• **TRAVAIL À FAIRE**
a - Dans le texte sur Israël et l'Olympe des démocraties, relevez toutes les expressions qui qualifient ces dieux dans la phrase commençant par « Ce ne sont que ».
b - Reprenez le texte sur Israël et l'Olympe des démocraties à la suite de sa dernière phrase.

• **EXTRAIT CHOISI**
>>>

Le réel se serait-il accoutumé à dépasser la fiction? Les
massacres d'autrefois entre les défenseurs d'un prodige sacré -
d'un côté, les cellules du pain et du vin de la messe se
mettaient à l'écoute de certaines formules liturgiques immuables
et se changeaient docilement en chair et en sang, de l'autre, de
fieffés désensorceleurs demeuraient tout pantois devant tant de
sottise - les massacres pieux du passé, dis-je, ont fait leur
temps; et maintenant, Israël invoque des miracles plus forts
encore. Primo, dit-il, les porteurs de pain aux affamés
doivent se trouver empêchés de nuire, parce que des cargos
chargés, eux, d'armes de guerre pouvaient suivre à la trace un
sillage apparemment inoffensif; secundo, les affamés de
Gaza mangeaient tellement à leur faim - il n'y avait encore que
soixante cinq pour cent d'enfants rachitiques entre neuf et
douze ans - qu'il fallait les protéger des ravages de l'obésité
qui les guettait.
Mais il existe une relation aussi frappante qu'inattendue entre
la chute des mystères religieux dans des subterfuges cultuels
ridicules et la dégringolade de la sacralité démocratique
d'Israël dans le grotesque de l'arraisonnement d'un convoi
humanitaire: car le mythe de la liberté avait accouché d'une
nation censée se trouver sanctifiée d'avance pour avoir été
portée sur les fonts baptismaux de la liberté et de la justice.
Le "peuple élu" était revenu sur ses terres; et depuis
lors, il s'était mis à l'écoute, disait-on, de la voix et des
vœux de la civilisation américaine, qui est une religion du
Bien. Et voici que ce miracle de la piété des modernes tombait
dans le sanglant. Si l'on n'écoute plus les oies du Capitole, le
gosier de la démocratie planétaire aurait-il donc pris leur
relais? C'est ce subterfuge qui placera l'auto-désacralisation
suicidaire d'Israël au cœur des apostasies démocratisées, c'est
cela qui scellera les retrouvailles des chroniqueurs et des
mémorialistes fatigués avec l' axe vivant de l'histoire qu'on
appelle l'éthique.
6 - La disqualification de l'Olympe des
démocraties
Car il est apparu
à tous les regards qu'il est stérile d'emprunter les chemins de
l'aventure humaine humaine avec des béquilles de notaires et de
greffiers et que les profanations vivifiantes sont toujours des
dénonciatrices de la sottise des idoles d'une époque. C'est
ainsi que la réfutation des dieux caquetants par la voix des
oies du Capitole avait donné au christianisme de l'époque une
avance cérébrale non négligeable sur les dieux vieillis des
Romains. Et voici que les Célestes des Anciens sont devenus des
idéalités, donc des acteurs verbaux, et voici qu'ils ripaillent
sur un Olympe où leurs seuls concepts suffisent à garantir la
sainteté de leur trône. Mais leur désacralisation accélérée par
les soins affairés d'Israël leur arrache leur plumage. Ce ne
sont que des trompeurs invétérés, de fieffés menteurs et des
attrape-nigauds chevronnés. Jamais ces dieux-là n'ont illustré
les vertus qu'ils étaient censés incarner.

<<<

(Éléments du jeu de données)
>>>

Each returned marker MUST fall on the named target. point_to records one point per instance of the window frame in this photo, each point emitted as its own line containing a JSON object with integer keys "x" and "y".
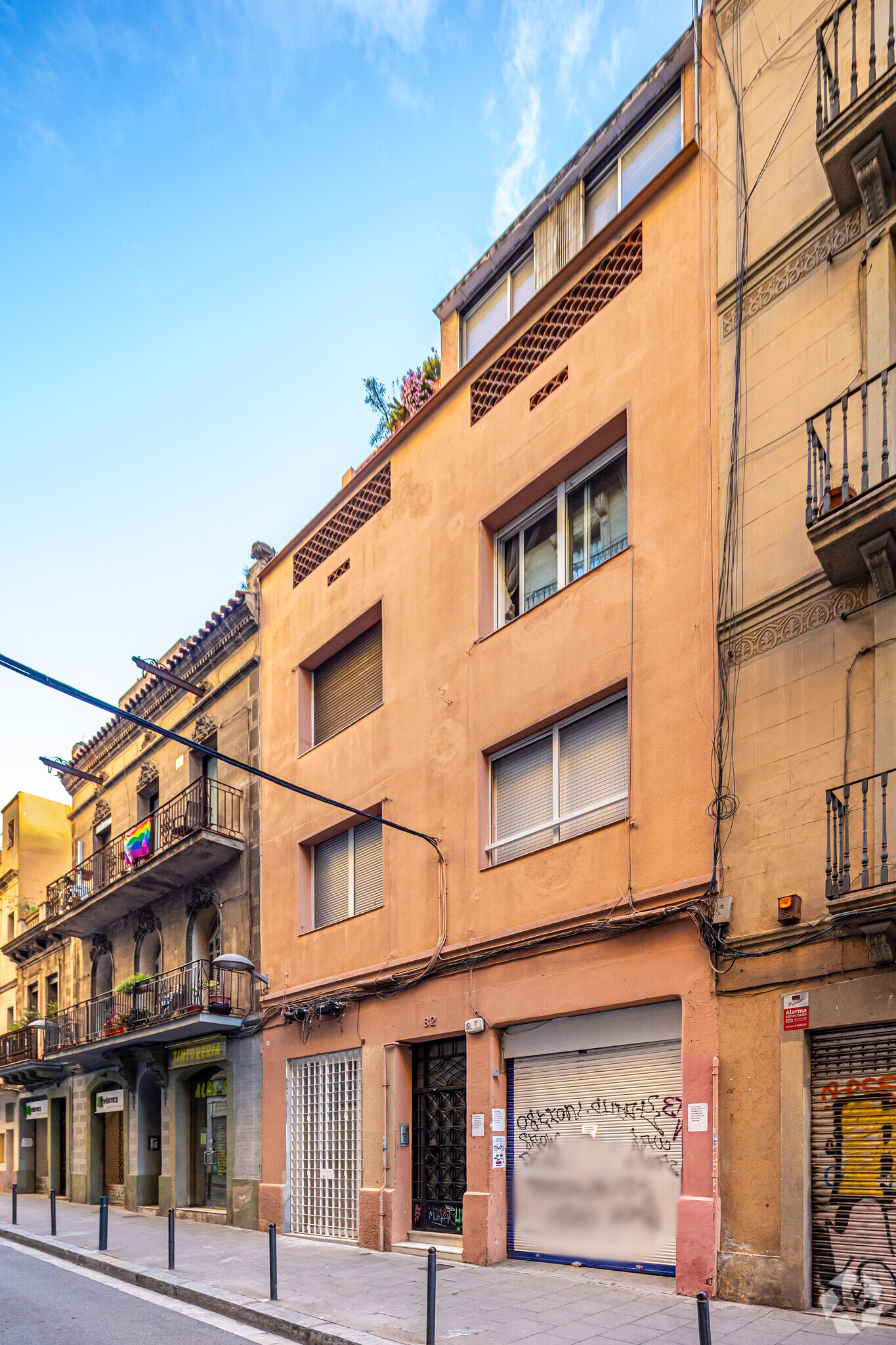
{"x": 351, "y": 912}
{"x": 531, "y": 516}
{"x": 507, "y": 283}
{"x": 557, "y": 821}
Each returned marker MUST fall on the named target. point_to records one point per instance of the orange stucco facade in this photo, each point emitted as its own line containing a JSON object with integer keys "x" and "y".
{"x": 521, "y": 943}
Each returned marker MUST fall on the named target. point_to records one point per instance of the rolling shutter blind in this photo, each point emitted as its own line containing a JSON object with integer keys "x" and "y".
{"x": 853, "y": 1165}
{"x": 524, "y": 797}
{"x": 368, "y": 866}
{"x": 559, "y": 236}
{"x": 594, "y": 770}
{"x": 331, "y": 880}
{"x": 349, "y": 685}
{"x": 631, "y": 1094}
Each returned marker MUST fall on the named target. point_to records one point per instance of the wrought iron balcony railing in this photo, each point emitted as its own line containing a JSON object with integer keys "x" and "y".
{"x": 857, "y": 417}
{"x": 203, "y": 806}
{"x": 867, "y": 865}
{"x": 829, "y": 39}
{"x": 195, "y": 988}
{"x": 19, "y": 1044}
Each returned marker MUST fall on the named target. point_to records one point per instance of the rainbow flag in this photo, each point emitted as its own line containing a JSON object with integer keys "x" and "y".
{"x": 137, "y": 841}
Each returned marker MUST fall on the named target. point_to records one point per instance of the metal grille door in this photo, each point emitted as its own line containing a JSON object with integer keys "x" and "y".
{"x": 326, "y": 1143}
{"x": 624, "y": 1095}
{"x": 440, "y": 1134}
{"x": 853, "y": 1170}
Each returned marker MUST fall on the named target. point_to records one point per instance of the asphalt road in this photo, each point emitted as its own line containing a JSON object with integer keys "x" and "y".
{"x": 49, "y": 1301}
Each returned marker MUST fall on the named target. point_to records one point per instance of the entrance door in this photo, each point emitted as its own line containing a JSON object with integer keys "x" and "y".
{"x": 853, "y": 1170}
{"x": 440, "y": 1134}
{"x": 210, "y": 1139}
{"x": 113, "y": 1157}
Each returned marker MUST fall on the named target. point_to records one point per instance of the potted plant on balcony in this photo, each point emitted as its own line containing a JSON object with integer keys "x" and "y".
{"x": 218, "y": 1001}
{"x": 136, "y": 986}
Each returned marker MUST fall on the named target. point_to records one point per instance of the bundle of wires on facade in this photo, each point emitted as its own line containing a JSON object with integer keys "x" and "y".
{"x": 730, "y": 599}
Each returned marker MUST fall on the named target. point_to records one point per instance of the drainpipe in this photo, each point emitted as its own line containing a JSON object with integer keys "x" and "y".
{"x": 716, "y": 1201}
{"x": 382, "y": 1241}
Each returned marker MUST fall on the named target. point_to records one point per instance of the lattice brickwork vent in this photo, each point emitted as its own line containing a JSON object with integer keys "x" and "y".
{"x": 352, "y": 516}
{"x": 587, "y": 298}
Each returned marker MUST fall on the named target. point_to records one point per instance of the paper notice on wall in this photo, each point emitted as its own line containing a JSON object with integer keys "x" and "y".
{"x": 796, "y": 1012}
{"x": 698, "y": 1115}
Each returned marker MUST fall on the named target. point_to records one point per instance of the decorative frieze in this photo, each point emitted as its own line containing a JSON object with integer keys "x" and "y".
{"x": 794, "y": 269}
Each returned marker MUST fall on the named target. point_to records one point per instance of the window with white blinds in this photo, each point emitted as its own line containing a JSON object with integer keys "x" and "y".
{"x": 568, "y": 779}
{"x": 349, "y": 685}
{"x": 349, "y": 873}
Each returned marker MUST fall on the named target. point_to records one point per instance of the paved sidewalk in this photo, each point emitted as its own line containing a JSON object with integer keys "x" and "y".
{"x": 336, "y": 1294}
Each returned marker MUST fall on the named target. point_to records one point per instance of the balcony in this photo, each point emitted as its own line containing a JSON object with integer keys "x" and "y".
{"x": 190, "y": 835}
{"x": 851, "y": 509}
{"x": 856, "y": 133}
{"x": 190, "y": 1001}
{"x": 20, "y": 1059}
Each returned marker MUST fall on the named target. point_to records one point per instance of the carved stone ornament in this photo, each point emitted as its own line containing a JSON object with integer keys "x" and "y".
{"x": 202, "y": 896}
{"x": 798, "y": 621}
{"x": 100, "y": 946}
{"x": 794, "y": 269}
{"x": 146, "y": 923}
{"x": 874, "y": 178}
{"x": 203, "y": 728}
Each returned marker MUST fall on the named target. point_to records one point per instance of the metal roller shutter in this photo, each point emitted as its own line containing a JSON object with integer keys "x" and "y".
{"x": 349, "y": 685}
{"x": 324, "y": 1132}
{"x": 853, "y": 1169}
{"x": 630, "y": 1094}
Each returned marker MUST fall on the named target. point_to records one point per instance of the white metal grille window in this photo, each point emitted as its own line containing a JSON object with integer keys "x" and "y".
{"x": 349, "y": 873}
{"x": 326, "y": 1143}
{"x": 562, "y": 782}
{"x": 572, "y": 530}
{"x": 657, "y": 144}
{"x": 349, "y": 685}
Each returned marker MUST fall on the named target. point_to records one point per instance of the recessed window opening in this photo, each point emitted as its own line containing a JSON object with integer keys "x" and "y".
{"x": 639, "y": 164}
{"x": 566, "y": 780}
{"x": 570, "y": 531}
{"x": 347, "y": 873}
{"x": 508, "y": 296}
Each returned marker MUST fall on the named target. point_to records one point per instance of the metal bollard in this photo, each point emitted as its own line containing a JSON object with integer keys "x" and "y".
{"x": 272, "y": 1256}
{"x": 430, "y": 1297}
{"x": 703, "y": 1319}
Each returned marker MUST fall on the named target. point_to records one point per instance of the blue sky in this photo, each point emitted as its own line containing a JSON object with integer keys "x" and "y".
{"x": 218, "y": 217}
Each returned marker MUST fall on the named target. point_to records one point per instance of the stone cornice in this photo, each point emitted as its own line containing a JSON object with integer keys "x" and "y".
{"x": 805, "y": 606}
{"x": 794, "y": 257}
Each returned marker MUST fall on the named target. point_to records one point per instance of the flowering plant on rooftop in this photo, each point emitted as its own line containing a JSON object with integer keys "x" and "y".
{"x": 416, "y": 387}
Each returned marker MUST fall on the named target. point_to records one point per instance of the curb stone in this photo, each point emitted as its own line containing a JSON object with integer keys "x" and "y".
{"x": 281, "y": 1321}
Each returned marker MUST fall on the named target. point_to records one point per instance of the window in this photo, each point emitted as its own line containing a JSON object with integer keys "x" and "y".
{"x": 349, "y": 873}
{"x": 349, "y": 685}
{"x": 566, "y": 780}
{"x": 511, "y": 294}
{"x": 572, "y": 530}
{"x": 657, "y": 144}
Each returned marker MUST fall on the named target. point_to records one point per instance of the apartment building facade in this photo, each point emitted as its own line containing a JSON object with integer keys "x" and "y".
{"x": 807, "y": 1020}
{"x": 148, "y": 1071}
{"x": 500, "y": 635}
{"x": 37, "y": 843}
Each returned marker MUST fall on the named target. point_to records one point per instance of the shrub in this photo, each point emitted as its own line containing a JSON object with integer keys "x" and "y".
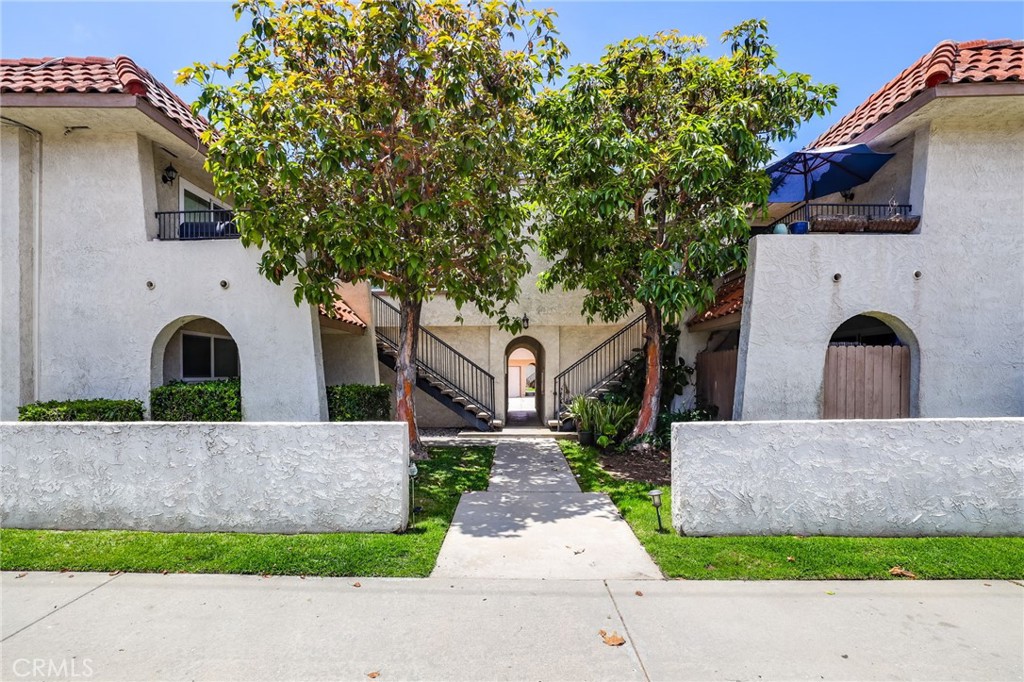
{"x": 358, "y": 402}
{"x": 613, "y": 421}
{"x": 95, "y": 410}
{"x": 203, "y": 401}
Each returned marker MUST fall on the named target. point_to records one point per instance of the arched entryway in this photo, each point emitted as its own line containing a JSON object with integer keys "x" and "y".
{"x": 870, "y": 370}
{"x": 523, "y": 382}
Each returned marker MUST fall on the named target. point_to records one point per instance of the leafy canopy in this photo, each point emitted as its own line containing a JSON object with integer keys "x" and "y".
{"x": 380, "y": 140}
{"x": 649, "y": 163}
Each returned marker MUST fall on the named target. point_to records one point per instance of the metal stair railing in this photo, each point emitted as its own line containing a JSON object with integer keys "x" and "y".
{"x": 599, "y": 366}
{"x": 438, "y": 363}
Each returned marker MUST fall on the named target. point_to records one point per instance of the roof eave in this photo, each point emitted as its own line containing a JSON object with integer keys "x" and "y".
{"x": 100, "y": 100}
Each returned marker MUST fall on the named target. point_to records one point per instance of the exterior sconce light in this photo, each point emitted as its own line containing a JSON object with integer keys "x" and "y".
{"x": 655, "y": 501}
{"x": 170, "y": 173}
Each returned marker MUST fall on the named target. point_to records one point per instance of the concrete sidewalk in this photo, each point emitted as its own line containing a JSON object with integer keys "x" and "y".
{"x": 145, "y": 627}
{"x": 534, "y": 522}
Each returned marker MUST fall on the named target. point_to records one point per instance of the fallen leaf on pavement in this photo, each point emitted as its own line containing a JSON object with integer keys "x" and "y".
{"x": 611, "y": 640}
{"x": 902, "y": 572}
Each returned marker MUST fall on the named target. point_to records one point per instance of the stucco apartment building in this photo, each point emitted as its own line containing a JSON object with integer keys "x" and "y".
{"x": 120, "y": 272}
{"x": 949, "y": 295}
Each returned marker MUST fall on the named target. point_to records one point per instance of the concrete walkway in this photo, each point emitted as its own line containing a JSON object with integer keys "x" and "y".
{"x": 534, "y": 522}
{"x": 147, "y": 627}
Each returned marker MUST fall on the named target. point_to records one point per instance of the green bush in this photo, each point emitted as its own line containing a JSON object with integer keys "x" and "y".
{"x": 203, "y": 401}
{"x": 613, "y": 422}
{"x": 358, "y": 402}
{"x": 95, "y": 410}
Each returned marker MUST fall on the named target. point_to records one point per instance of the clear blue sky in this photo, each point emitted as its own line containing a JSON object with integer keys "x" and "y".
{"x": 857, "y": 45}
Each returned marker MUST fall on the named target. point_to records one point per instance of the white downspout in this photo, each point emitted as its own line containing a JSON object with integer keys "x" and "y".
{"x": 36, "y": 245}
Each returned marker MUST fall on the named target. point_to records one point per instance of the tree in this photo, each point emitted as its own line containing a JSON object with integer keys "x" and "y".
{"x": 382, "y": 140}
{"x": 647, "y": 165}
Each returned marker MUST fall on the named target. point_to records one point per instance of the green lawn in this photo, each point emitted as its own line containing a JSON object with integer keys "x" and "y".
{"x": 441, "y": 480}
{"x": 812, "y": 558}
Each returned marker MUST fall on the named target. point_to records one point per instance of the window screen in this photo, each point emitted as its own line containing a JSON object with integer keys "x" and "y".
{"x": 225, "y": 358}
{"x": 195, "y": 356}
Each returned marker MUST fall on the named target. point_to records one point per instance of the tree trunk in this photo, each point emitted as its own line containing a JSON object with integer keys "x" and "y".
{"x": 651, "y": 400}
{"x": 404, "y": 371}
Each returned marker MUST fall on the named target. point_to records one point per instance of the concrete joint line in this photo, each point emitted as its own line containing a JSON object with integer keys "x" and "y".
{"x": 626, "y": 632}
{"x": 61, "y": 607}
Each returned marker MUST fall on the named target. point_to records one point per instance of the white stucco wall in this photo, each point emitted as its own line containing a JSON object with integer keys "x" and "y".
{"x": 102, "y": 332}
{"x": 18, "y": 182}
{"x": 886, "y": 478}
{"x": 205, "y": 477}
{"x": 963, "y": 317}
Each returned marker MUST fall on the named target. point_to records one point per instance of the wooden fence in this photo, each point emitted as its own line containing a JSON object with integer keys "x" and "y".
{"x": 867, "y": 382}
{"x": 716, "y": 373}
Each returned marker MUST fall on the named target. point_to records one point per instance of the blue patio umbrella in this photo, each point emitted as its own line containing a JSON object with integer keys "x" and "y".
{"x": 812, "y": 173}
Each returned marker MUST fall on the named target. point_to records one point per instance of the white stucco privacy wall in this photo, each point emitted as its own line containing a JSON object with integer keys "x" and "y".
{"x": 864, "y": 477}
{"x": 266, "y": 477}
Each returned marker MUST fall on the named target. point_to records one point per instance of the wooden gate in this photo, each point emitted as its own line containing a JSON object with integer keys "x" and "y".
{"x": 716, "y": 374}
{"x": 867, "y": 382}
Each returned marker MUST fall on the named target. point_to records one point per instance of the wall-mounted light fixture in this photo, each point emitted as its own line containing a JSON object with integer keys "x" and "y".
{"x": 170, "y": 173}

<<<

• **LES RÉPONSES**
a - des trompeurs invétérés ; de fieffés menteurs ; des attrape-nigauds chevronnés

b -
Prenez la Liberté
et la Justice: ne vous y trompez pas, ce sont des déguisements
sonores du plus vieux des dieux, celui de la guerre. Mais les
yeux de l'intelligence du simianthrope commencent de
s'entre-ouvrir; et déjà il porte un regard nouveau sur les
autels et les dévotions propres aux démocraties. Bientôt le
pourrissement des prie-Dieu de la Liberté ouvrira l'œil du monde
entier sur les nouveaux poulets du sacrifice. Car la conversion
précipitée des démocraties à la faiblesse d'esprit des devins du
paganisme les a d'ores et déjà livrées au néant politique: c'est
à partir du massacre par les légions de Jahvé des sauveteurs
désarmés d'une ville affamée que le monde a commencé de perdre
la foi dans le plumage des démocraties verbales et que le déclin
de l'Amérique a suivi un chemin parallèle à celui d'Israël.
Certes, il y
avait longtemps que le soleil du Nouveau Monde plongeait à
l'horizon et s'abîmait dans la mer, longtemps que l'éclat de
cette étoile se perdait dans les brumes du crépuscule de la
Liberté, longtemps que ses feux avaient pâli aux yeux de tous
les peuples et de toutes les nations de la terre. Mais, cette
fois-ci, chacun se pinçait et se tâtait, incrédule, chacun
suivait du regard et dans l'effarement les pas du dieu des
idéalités, chacun attendait qu'une parole de vérité tombât de la
bouche d'une idole que le monde entier avait acclamée un an
seulement auparavant.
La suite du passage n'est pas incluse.